ЗАДАНИЯ:
[A] Почему, согласно фрагменту о визионерской риторике романтиков, встречи с Софией в «Трех свиданиях» В. Соловьева примыкают к этой риторике? Ответьте в одном–трех предложениях.
[B] Продолжите фрагмент о визионерской риторике романтиков, начав сразу после его последней фразы.

ФРАГМЕНТ:
+ + + +
Давно знакома я с тобой.
Когда-то, в редкие мгновенья,
Не наяву, не в сновиденьи
Видала светлый образ твой.
Когда с денницею румяной
Я шла тропинкою лесной,
Не ты ли веял надо мной
В одежде сизого тумана?
Не ты ль, как дух, в горах блуждал
В тот страшный час, при громах бури,
Не ты ли тучи гнал с лазури?
Не ты ли в молниях блистал?
Не ты ль мне веял теплотою,
Когда покоилась земля,
Когда пришла я на поля,
Опустошенные грозою?
Не твой ли голос по реке
Порой вечерней раздавался,
Не твой ли образ в ручейке
С сияньем вечера сливался?...
И этот светлый образ, ах!
С тех пор и в грезах, и мечтах,
И в тайне сердца молодого
Не знаю образа иного! (24)
Сюжетная и символическая схема, подхваченная романтическим духовидением, обладала неимоверной моделирующей силой. Спустя много десятилетий по той же канве создаются, например, "Три свидания" В. Соловьева. Будучи интимным достоянием его духовной эволюции, описанные здесь встречи с гипостазированной Софией, открывшейся автору, в то же время во всех своих подробностях примыкают к отработанной визионерской риторике русских (и, конечно, не только русских) романтиков. Подобно им, Соловьев рисует переход от фрагментарного явления к искомому целостному образу: "И предо мной она сияет снова, - / Одно ее лицо - оно одно [...]/ / Я ей сказал: твое лицо открылось, / Но всю тебя хочу я увидать", - и это желание, как и в истории со Св. Терезой, сбывается: "Я всю тебя в пустыне увидал". Итоговый образ Софии тождествен изначальному совершенству и полноте творения:
И в пурпуре небесного блистанья
Очами, полными лазурного огня
Глядела ты как первое сиянье
Всемирного и творческого дня.
Что есть, что было, что грядет вовеки,
Все обнял тут один недвижный взор…
Сияют подо мной моря и реки,
И дальний лес, и выси снежных гор.
Все видел я, и все одно лишь было -
Один лишь образ женской красоты. (25)
Такую же, поддержанную рефлексами иконографии, комбинацию голубого с золотом ("Вдруг золотой лазурью все полно"), что дана у Соловьева, мы найдем, например, в "Сильфиде" кн. В. Одоевского, которая выказывает зависимость и от гоголевской "Страшной мести" и от алхимии. Если соловьевская София олицетворяет, как сказано, изначальную благостность и всю полноту творения, то Сильфида интегрирует в себе "все царства природы", которые проходят стихийные духи "прежде, нежели достигнут своего настоящего образа" (26). Однако, без всякой связи с алхимией, весьма сходную космогоническую модель запечатлел в своей Anima mundi М. Погодин в повести "Адель":
Ночь, синий свод, осыпанный сверкающими алмазами, полный, светлый месяц, дробящийся между древесными ветвями, воздух благоухает, дорога покрыта тенью, тишина в природе, а душа всего - Адель.
+ + + +
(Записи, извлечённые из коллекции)
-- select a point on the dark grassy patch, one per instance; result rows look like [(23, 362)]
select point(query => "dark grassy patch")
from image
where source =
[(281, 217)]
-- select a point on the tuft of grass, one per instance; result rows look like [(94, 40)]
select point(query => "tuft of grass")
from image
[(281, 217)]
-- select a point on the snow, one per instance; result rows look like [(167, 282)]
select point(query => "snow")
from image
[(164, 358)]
+ + + +
ОТВЕТЫ:
[A] Подобно романтикам, Соловьев рисует переход от фрагментарного явления к искомому целостному образу. Сначала ему открывается лишь лицо Софии, затем его желание увидеть ее всю сбывается. Поэтому встречи с Софией во всех подробностях примыкают к отработанной визионерской риторике романтиков.

[B]
Вместе с нею он мечтает объездить весь мир, "насладиться всем прекрасным", перечувствовать всю историю, пережить всю жизнь человечества, изведать все искусства и все науки - в том числе "ту, с которой старший сын Адамов смотрит теперь на небесную свою отчизну". Весь мир становится наследием новых Адама и Евы. И все же русский романтизм, фатально лишенный простой жизнерадостности, как уже говорилось, предпочитал негативные решения матримониальной темы. В большинстве известных мне романтических текстов брак между возлюбленными оказывается невозможным, и герои уповают лишь на посмертное воссоединение в загробном мире. Так обстоит дело не только в "Адели", но и в одном из самых ранних романтических, если не преромантических прозаических сочинений - в "Марьиной роще" Жуковского, героиня которого, явившаяся возлюбленному после своей смерти, молча указует ему на небо - место грядущей встречи. И тот же понурый настрой доминирует на излете романтической эпохи.
Поздний романтизм, сломленный усталостью, словно цепенеет на распутье между двумя этими идеалами - загробным и посюсторонним, между эросом смерти и эросом всей полноты земного бытия, который на деле сулит ему одни лишь разочарования и невзгоды. Недоумение часто разрешается компромиссом - возобновлением того полусна-полубодрствования, из которого когда-то возникал чаемый лик. Утомленный, пресыщенный тщетой и соблазнами жизни романтик ностальгически отступает в детскую ночь подсознания, в тот нежный хаос, из которого выходили сладостные видения. В сущности, именно такое межеумочное зависание между жизнью и смертью запечатлено в знаменитом предсмертном стихотворении Лермонтова "Выхожу один я на дорогу…". При всей гениальной емкости лермонтовского произведения, завораживающего своей таинственной амбивалентностью, необходимо все же помнить, что он созвучен этой общей тяге позднего романтизма к возвращению в дремотно-эмбриональное состояние неразвернутости жизненных потенций, в стадию томления и предощущений, еще не обретающей профанной реализации. Из этого общеромантического настроения вырастает и сам лермонтовский текст. Достаточно будет указать на один пример такой преемственности. В 1838, за три года до гибели Лермонтова, его приятельница графиня Е. Ростопчина публикует в "Сыне Отечества" повесть "Поединок". Ее герой - человек, изнуренный тщетными страстями, говорит: "Я желал ослепнуть душою, забыться умом, и заснуть неизведанным сном этой легковерной любви; я желал, чтобы сладкий голос женщины убаюкал мое неразлучное сомнение" (28).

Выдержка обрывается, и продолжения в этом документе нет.